+++ PROVIDED INFORMATION +++

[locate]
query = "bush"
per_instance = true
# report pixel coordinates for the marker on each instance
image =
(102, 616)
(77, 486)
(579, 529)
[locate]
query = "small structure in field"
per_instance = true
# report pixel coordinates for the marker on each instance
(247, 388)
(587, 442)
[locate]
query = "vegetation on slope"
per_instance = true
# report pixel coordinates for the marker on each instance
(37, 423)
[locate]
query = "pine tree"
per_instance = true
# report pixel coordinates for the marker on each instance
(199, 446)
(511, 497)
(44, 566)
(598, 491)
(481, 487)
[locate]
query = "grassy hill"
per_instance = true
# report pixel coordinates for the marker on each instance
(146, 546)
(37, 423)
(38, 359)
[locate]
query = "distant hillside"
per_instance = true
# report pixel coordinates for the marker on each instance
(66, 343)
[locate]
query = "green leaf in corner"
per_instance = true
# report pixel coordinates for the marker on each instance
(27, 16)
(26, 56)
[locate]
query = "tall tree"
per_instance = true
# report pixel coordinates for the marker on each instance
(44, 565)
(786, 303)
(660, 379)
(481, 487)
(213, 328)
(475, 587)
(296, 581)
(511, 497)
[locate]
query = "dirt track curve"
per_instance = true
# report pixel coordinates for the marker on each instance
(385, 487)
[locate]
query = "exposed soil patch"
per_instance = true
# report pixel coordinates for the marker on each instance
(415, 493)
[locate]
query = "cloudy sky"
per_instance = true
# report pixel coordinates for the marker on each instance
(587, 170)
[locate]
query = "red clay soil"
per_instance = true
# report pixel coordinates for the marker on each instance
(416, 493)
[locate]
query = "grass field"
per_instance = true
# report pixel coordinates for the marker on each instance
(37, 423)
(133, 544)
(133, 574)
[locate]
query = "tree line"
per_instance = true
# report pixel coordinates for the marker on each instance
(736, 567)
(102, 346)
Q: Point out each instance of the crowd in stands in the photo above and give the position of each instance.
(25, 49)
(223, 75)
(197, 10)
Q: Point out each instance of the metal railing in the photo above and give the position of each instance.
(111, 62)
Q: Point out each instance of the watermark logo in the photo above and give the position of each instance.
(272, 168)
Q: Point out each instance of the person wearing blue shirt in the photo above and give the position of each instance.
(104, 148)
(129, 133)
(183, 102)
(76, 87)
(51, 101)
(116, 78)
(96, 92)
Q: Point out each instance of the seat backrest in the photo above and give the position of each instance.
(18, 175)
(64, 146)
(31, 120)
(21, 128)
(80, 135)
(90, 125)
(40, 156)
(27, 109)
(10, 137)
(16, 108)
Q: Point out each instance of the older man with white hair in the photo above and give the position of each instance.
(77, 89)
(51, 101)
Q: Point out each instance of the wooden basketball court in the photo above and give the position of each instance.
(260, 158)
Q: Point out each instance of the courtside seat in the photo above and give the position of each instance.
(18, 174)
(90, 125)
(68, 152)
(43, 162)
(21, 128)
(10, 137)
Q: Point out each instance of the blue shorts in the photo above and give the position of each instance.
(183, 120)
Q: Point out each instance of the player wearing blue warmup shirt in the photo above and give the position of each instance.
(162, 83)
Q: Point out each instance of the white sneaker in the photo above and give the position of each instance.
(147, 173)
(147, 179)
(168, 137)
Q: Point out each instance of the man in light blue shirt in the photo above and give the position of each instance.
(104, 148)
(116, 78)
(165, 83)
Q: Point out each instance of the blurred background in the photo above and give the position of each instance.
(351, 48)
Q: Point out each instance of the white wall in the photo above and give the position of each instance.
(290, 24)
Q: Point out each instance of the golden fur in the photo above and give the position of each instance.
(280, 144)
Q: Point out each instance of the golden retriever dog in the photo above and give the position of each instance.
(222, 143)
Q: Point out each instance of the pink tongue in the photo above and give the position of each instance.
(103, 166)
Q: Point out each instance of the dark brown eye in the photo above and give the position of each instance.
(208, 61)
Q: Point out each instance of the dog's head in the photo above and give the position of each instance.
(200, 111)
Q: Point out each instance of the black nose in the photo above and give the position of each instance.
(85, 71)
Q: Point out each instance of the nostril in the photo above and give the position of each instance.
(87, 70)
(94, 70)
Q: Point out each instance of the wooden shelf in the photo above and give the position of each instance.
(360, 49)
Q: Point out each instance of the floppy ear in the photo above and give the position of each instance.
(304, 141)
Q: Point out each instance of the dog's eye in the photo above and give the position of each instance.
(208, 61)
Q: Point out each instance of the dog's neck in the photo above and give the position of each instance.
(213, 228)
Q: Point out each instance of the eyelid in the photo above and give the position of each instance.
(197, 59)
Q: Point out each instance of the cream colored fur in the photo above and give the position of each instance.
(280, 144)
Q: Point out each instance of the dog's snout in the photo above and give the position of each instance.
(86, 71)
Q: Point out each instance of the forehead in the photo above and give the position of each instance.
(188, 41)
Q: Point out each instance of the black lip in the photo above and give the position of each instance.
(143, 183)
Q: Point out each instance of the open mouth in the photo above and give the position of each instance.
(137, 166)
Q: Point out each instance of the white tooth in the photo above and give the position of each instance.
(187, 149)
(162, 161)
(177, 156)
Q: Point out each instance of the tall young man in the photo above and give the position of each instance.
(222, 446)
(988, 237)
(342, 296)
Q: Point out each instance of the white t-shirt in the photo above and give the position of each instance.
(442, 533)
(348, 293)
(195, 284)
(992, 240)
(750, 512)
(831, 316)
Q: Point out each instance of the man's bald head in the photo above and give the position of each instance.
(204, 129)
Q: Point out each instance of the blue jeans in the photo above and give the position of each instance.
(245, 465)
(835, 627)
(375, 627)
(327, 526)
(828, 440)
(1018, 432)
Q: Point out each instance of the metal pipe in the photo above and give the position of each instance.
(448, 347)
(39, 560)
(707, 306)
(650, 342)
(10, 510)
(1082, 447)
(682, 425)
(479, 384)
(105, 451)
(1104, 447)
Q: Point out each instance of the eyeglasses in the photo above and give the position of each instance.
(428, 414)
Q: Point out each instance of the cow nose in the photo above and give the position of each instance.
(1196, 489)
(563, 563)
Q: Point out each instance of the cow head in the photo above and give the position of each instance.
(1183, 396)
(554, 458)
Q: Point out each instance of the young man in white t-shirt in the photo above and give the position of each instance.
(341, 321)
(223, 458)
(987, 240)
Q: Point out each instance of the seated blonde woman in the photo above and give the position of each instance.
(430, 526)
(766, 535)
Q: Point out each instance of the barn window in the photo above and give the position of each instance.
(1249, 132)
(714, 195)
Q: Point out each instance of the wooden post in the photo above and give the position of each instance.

+++

# WHAT IS BEING ASKED
Would you show all lines of the material above that contain the word "field"?

# TASK RESULT
query = "small structure in field"
query = "grass field"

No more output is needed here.